**Consigne de travail**
Recopiez mot pour mot, s'il vous plaît, le passage du texte sur la communication d'Accor allant de « Comment envisagez-vous la » jusqu'à « dans nos hôtels. » inclus.

═══ Texte présenté

Antoine Dubois : Si la question se pose chez certains annonceurs, chez Accor il n’y a pas de débat à ce sujet, la communication a toujours été un asset primordial et le groupe est conscient qu’il faudra réinvestir massivement au moment de la reprise.
Sébastien Valentin : Nous savons qu’il y a une relation directe entre les campagnes que nous diffusons et l’activité de nos hôtels. Par ailleurs, la basse-saison en hôtellerie signifie tout de même 60-65 % d’occupation, donc nous avons intérêt à générer de l’activité tout au long de l’année, quelle que soit la période de la reprise.
Comment envisagez-vous la reprise plus large de vos communications ?
Antoine Dubois : Nous avons réuni l’ensemble de nos partenaires agences (le groupe Dentsu Aegis Network en média notamment, ndlr) pour analyser d’une part les meilleurs moments pour communiquer à nouveau de façon plus classique, et d’autre part quel message délivrer. Nous attendons avant cela la reprise de la consommation, mais il est certain que nous n’allons pas relancer les campagnes initialement prévues telles quelles. Elles devront aborder les thèmes de la prévention sanitaire et de la sûreté de nos établissements afin de rassurer nos clients pour qu’ils reviennent dans nos hôtels.

══════
═══ Données fournies

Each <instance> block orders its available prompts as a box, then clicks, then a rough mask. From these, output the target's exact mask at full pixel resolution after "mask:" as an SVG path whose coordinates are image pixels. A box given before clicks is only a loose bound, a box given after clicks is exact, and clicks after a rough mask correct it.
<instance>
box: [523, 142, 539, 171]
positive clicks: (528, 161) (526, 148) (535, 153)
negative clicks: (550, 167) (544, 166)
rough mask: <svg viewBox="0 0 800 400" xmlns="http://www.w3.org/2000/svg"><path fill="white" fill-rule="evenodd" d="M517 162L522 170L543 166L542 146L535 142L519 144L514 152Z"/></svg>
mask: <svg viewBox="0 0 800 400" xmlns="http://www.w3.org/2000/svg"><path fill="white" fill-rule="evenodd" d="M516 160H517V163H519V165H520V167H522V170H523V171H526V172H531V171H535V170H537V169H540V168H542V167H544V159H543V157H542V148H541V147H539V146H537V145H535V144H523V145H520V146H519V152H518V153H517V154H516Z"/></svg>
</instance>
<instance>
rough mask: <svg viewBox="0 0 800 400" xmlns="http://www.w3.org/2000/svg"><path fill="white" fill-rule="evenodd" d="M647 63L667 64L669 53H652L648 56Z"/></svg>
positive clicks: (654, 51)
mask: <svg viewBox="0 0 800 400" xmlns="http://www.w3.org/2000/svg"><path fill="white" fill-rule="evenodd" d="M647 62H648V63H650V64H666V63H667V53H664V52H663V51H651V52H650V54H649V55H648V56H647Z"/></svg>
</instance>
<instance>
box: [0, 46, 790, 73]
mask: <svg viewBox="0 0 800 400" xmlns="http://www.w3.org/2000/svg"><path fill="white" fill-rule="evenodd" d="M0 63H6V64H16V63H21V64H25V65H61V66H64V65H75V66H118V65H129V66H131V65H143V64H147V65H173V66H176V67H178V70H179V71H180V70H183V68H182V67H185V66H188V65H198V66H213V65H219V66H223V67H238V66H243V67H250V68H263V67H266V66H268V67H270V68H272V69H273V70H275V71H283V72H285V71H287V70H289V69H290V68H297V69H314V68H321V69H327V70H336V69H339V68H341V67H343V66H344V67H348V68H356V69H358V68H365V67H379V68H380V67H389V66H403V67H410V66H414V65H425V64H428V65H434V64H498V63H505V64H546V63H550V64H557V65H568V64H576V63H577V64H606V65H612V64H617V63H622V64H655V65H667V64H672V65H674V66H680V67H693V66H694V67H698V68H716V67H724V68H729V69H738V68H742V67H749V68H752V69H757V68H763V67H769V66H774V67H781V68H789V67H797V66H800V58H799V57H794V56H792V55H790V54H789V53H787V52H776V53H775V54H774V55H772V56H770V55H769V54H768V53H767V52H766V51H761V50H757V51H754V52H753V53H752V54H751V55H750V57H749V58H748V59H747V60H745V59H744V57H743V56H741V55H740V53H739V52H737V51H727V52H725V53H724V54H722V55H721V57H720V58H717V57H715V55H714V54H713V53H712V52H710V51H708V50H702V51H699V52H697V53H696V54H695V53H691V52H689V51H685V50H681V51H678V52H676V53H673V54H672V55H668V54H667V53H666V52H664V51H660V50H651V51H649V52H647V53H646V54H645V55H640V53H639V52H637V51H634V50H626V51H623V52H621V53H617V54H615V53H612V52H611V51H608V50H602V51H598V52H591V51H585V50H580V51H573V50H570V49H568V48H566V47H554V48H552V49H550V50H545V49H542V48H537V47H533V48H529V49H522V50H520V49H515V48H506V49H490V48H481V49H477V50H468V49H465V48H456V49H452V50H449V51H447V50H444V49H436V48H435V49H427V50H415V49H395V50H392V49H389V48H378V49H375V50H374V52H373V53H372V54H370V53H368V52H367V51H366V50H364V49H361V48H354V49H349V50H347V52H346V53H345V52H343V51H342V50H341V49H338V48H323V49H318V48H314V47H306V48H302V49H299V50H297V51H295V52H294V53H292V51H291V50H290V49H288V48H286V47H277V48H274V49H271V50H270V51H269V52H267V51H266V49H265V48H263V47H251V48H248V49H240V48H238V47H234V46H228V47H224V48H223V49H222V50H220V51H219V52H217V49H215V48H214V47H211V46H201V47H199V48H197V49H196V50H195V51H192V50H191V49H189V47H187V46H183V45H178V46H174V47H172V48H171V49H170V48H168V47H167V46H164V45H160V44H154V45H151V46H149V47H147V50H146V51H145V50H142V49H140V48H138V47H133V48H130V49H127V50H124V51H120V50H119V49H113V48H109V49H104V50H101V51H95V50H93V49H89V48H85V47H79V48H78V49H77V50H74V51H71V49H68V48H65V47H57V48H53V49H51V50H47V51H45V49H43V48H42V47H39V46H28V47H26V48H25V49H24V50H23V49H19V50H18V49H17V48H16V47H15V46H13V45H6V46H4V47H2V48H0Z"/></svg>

══════

**Solution de l'exercice**
Comment envisagez-vous la reprise plus large de vos communications ?
Antoine Dubois : Nous avons réuni l’ensemble de nos partenaires agences (le groupe Dentsu Aegis Network en média notamment, ndlr) pour analyser d’une part les meilleurs moments pour communiquer à nouveau de façon plus classique, et d’autre part quel message délivrer. Nous attendons avant cela la reprise de la consommation, mais il est certain que nous n’allons pas relancer les campagnes initialement prévues telles quelles. Elles devront aborder les thèmes de la prévention sanitaire et de la sûreté de nos établissements afin de rassurer nos clients pour qu’ils reviennent dans nos hôtels.